**The problem**
Resume the article on the Days N' Daze album Rogue Taxidermy, picking up after its final sentence.

**Document section**
***

Studio album by Days N' Daze
- Released: August 24, 2013
- Genre: Folk punk
- Length: 47:01
- Label: self-released

Days N' Daze chronology
| The Oogle Deathmachine (2013) | Rogue Taxidermy (2013) | Days N' Daze // Rail Yard Ghosts Split (2014) |

= Rogue Taxidermy (album) =

Rogue Taxidermy is the sixth studio album released by Houston, Texas folk punk band Days N' Daze. The album was self-released by the band in 2013, sold at their shows and online. The album has at various times been made available for free by the band.

***

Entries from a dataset

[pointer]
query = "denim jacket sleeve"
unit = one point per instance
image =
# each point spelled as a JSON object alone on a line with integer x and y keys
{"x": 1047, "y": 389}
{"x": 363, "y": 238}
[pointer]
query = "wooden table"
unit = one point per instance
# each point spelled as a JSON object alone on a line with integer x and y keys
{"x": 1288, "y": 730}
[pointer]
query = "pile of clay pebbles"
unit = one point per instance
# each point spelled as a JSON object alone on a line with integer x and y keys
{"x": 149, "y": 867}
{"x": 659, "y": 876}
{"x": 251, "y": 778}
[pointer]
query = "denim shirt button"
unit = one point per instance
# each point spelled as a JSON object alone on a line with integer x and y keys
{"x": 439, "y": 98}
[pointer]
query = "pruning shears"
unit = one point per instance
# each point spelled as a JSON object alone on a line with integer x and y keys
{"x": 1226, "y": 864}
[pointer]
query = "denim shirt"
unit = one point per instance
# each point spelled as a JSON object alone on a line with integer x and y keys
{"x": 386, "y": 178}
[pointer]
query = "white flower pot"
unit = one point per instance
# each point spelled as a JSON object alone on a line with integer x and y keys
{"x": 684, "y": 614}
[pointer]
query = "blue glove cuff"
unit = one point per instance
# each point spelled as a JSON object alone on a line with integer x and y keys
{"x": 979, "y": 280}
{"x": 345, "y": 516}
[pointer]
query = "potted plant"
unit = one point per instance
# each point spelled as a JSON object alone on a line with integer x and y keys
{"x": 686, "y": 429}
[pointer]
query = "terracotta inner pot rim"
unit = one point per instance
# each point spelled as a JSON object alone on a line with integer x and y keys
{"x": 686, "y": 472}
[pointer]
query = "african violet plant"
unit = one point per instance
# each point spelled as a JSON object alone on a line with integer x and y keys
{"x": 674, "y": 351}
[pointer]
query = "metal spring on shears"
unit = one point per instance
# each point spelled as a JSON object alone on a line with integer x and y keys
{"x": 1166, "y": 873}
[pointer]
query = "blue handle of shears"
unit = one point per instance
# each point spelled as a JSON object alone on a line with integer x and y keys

***

**Exercise result**
Professional ratings
Review scores
| Source | Rating |
| Punknews |  |

==Track listing==

| No. | Title | Length |
|---|---|---|
| 1. | "Rockabilly Impending Deathfuture" | 2:35 |
| 2. | "Fuck It!" | 3:06 |
| 3. | "Muddy Knees" | 2:54 |
| 4. | "Call in the Coroner" | 3:28 |
| 5. | "Misanthropic Drunken Loner" | 3:32 |
| 6. | "Blue Jays" | 2:47 |
| 7. | "Remnants of What People Used to Be" | 2:55 |
| 8. | "Day Gaunts" | 3:23 |
| 9. | "Fate of a Coward" (featuring Jessica Flynn) | 2:55 |
| 10. | "Dazed From the Dazzle of Decadence and Constantly Reminded of Death" (instrumental) | 2:25 |
| 11. | "1984" | 2:11 |
| 12. | "DBS Out" | 2:07 |
| 13. | "Tarnished Ol' Photograph" | 2:28 |
| 14. | "Goodbye Lulu" | 2:30 |
| 15. | "Perfectly Dysfunctional" | 3:27 |
| 16. | "Post Party Depression" | 3:53 |

==Personnel==
Days N' Daze
- Jesse Sendejas- Vocals, Guitar, Banjo, Washboard, Mandolin, Drums
- Whitney Flynn- Vocals, Trumpet, Ukulele
- Geoff Bell- Washtub Bass, Vocals

Featured musicians
- Jessica Flynn- Vocals (track 9)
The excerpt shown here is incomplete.